Borders & Districts 1882-1905
In 1882 Canada's North-West Territories were divided into four districts: Athabasca, Alberta, Saskatchewan and Assiniboia (where the capital, Regina, was located.
On October 2, 1895, Ottawa set up the four northern districts of Yukon, Mackenzie, Franklin and Ungava, under the administrative control of Regina. To fix the northern boundary of the west at 60 degrees north, the Barren Lands from Hudson Bay to Lake Athabasca were surveyed by Joseph Burr Tyrell, of the Geological Survey of Canada, and his brother James, in 1893-94. This area became the Keewatin district, which included parts of Northern Manitoba and Ontario.
The Yukon became a territory in 1897, after the discovery of Gold in the Klondike. Ungava was later granted to Quebec and Newfoundland/Labrador, and parts of Keewatin to Manitoba and Ontario. The remainder became the districts of Mackenzie, Keewatin and Franklin in 1918.
The North-West Territories
In 1888, Ottawa established a territorial legislature to advise the Governor, and on October 31, the first Legislative Assembly of the North-West Territories met at Regina. In 1897, the Territories got responsible government. Frederick William Haultain, an Ontario born lawyer, was elected Premier on June 24. Lawrence Clarke, HBC Chief Factor of Fort Carlton, became the first elected representative of the North West Territory in the 1899 territorial election.

**LISTED ENTRIES:**
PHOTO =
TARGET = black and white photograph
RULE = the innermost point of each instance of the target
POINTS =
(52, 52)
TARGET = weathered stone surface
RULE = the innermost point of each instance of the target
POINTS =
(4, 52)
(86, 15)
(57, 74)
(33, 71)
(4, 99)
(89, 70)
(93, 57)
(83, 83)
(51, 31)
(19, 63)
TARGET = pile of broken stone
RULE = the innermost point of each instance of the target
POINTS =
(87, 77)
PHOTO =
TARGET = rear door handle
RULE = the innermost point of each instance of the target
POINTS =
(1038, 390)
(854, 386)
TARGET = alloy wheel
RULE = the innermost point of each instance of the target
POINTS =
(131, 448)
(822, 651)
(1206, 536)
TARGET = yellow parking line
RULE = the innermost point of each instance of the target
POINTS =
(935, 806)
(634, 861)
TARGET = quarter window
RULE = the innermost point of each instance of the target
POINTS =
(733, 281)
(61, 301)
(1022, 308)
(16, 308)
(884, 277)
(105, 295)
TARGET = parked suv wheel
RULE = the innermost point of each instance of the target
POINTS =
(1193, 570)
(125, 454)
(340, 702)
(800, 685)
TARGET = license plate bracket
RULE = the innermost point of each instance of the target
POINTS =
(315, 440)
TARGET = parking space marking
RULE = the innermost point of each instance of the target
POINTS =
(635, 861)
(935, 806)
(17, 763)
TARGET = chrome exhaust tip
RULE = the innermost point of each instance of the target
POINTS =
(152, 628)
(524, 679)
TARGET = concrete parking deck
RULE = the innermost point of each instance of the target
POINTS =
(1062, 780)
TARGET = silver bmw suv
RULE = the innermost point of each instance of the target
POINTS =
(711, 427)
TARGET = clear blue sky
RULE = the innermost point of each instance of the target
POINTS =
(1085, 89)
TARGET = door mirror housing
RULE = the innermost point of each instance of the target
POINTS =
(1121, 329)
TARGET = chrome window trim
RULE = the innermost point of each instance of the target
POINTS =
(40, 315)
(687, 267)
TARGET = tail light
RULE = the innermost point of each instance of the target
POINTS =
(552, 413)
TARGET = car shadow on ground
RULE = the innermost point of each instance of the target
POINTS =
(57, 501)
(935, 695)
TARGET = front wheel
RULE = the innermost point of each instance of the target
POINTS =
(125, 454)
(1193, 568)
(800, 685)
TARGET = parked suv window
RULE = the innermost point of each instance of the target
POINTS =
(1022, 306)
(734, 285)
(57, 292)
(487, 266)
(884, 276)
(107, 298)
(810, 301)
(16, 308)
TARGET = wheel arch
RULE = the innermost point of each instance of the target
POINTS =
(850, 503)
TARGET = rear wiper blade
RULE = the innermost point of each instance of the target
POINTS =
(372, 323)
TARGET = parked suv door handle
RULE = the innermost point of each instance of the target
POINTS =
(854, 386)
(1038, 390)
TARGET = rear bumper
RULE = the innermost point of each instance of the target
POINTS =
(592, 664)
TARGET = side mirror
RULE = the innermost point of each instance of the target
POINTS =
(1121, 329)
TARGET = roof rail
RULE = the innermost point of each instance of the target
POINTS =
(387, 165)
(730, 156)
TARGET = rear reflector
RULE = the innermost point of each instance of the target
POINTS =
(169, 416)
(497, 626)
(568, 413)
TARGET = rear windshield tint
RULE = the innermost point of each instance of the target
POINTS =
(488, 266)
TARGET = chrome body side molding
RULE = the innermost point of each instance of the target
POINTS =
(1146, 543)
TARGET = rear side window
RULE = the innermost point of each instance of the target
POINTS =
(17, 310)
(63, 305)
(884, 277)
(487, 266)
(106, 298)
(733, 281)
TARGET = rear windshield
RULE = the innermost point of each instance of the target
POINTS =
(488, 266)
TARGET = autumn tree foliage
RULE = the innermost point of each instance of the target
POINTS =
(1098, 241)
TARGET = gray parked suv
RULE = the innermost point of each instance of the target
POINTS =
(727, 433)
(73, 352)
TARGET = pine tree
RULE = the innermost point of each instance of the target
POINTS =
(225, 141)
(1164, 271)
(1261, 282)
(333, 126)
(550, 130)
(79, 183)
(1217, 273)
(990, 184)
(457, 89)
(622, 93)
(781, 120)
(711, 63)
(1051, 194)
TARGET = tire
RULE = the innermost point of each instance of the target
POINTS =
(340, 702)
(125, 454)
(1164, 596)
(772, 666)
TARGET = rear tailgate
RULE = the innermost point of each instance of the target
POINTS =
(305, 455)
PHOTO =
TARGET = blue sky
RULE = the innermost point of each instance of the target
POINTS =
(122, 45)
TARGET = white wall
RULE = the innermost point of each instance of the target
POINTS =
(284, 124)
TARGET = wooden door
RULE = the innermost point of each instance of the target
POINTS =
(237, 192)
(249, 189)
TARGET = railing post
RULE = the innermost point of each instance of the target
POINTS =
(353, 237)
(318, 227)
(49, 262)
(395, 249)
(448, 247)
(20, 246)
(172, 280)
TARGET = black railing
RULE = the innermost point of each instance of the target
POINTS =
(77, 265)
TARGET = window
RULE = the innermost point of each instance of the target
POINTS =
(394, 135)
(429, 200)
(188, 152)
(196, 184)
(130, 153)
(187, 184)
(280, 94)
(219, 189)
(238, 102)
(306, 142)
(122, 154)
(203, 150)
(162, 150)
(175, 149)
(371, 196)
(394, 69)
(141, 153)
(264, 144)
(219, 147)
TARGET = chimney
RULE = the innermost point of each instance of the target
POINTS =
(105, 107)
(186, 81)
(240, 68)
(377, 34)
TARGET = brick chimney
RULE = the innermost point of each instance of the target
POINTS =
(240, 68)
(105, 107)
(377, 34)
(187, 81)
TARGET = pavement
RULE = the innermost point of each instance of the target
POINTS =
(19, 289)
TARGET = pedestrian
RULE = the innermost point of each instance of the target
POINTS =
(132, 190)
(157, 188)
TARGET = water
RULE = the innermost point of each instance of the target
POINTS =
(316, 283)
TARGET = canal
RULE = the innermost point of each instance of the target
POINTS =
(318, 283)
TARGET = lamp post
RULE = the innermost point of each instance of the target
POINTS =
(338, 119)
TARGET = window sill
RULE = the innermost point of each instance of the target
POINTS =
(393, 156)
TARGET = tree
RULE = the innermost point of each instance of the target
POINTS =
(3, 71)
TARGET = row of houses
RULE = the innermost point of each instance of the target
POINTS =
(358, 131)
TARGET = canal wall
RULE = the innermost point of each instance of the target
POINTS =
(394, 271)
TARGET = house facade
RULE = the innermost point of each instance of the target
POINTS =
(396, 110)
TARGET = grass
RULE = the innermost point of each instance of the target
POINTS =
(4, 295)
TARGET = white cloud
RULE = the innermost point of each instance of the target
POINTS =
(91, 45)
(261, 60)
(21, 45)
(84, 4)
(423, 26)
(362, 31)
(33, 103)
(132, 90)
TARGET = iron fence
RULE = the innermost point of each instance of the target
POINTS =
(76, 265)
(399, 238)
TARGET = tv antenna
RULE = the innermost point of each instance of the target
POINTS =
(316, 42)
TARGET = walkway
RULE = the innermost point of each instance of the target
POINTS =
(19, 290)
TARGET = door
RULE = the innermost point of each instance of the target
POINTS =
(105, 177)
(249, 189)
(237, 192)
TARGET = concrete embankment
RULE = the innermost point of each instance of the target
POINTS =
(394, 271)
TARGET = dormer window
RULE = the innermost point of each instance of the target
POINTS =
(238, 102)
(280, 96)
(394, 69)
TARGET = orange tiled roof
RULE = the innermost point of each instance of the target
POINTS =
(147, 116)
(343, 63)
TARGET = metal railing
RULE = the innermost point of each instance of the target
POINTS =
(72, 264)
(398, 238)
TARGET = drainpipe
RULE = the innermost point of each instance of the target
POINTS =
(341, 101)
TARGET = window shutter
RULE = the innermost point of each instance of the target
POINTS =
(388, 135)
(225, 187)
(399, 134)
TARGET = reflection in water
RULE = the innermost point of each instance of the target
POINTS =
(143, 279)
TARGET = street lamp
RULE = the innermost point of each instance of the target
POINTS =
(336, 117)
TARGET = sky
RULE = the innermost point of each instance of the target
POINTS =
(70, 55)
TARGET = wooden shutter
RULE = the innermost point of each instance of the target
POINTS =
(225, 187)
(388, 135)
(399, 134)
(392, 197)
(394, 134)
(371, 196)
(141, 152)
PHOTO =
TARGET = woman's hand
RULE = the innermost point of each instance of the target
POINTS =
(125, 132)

**TASK 1:**
List the districts that the passage on the North-West Territories says were formed from the Territories in 1882.
**TASK 2:**
Write a continuation of the passage on the North-West Territories, starting after its final sentence.
The entries come from a source unrelated to the passage on the North-West Territories.

**EXERCISE ANSWER 1:**
Athabasca, Alberta, Saskatchewan, Assiniboia

**EXERCISE ANSWER 2:**
Haultain soon started pressuring the new Laurier government in Ottawa for more self-government. In an election speech in Yorkton on October 7, 1899, he argued for the creation of a new prairie province with full provincial powers. The following year, he took the argument to Ottawa.Politics & Provincehood
Minister of the Interior Clifford Sifton and Prime Minister Wilfred Laurier refused, saying that settlement was still too sparse. But the angry response from the Territories - the Calgary Herald predicted another North West Rebellion - led Laurier to promise provincial status if he won the 1904 election.
Haultain, a Conservative, had campaigned for a single large province in the region, but Liberals Laurier and Sifton feared it would be too powerful, and suggested three. The final decision was to create two parallel provinces - Alberta, named for the fourth daughter of Queen Victoria, and Saskatchewan, derived from 'kisiskatchwanisipi', the Cree word for 'swift-flowing river'."
The Birth of Alberta & Saskatchewan
On July 4, 1905, the House of Commons passed bills creating the new provinces of Alberta and Saskatchewan out of the North-West Territories, and they got Royal Assent on July 20. Regina and Edmonton were declared the capitals. A new Northwest Territories Act set up the new boundaries, and on September 1, Alberta and Saskatchewan came into being and entered Confederation as the 8th and 9th provinces.
Both provinces were to be launched with 4 senators each.
Saskatchewan, with a population of almost 250,000, would have 10 MPs, and Alberta, with 175,000 people, would have 7 members.
Like Manitoba, the two new provinces would not have control over their natural resources and mineral rights.
These powers were not handed over until 1930, under the Natural Resources Transfer Agreement.
The Prime Minister and Governor General travelled west to attend both inaugurations.
The Ceremony in Edmonton
According to the Edmonton Daily Standard newspaper,
EDMONTON HAD GALA DAY
"City Did Itself Grand on the Occasion of the Inauguration Ceremonies of the West.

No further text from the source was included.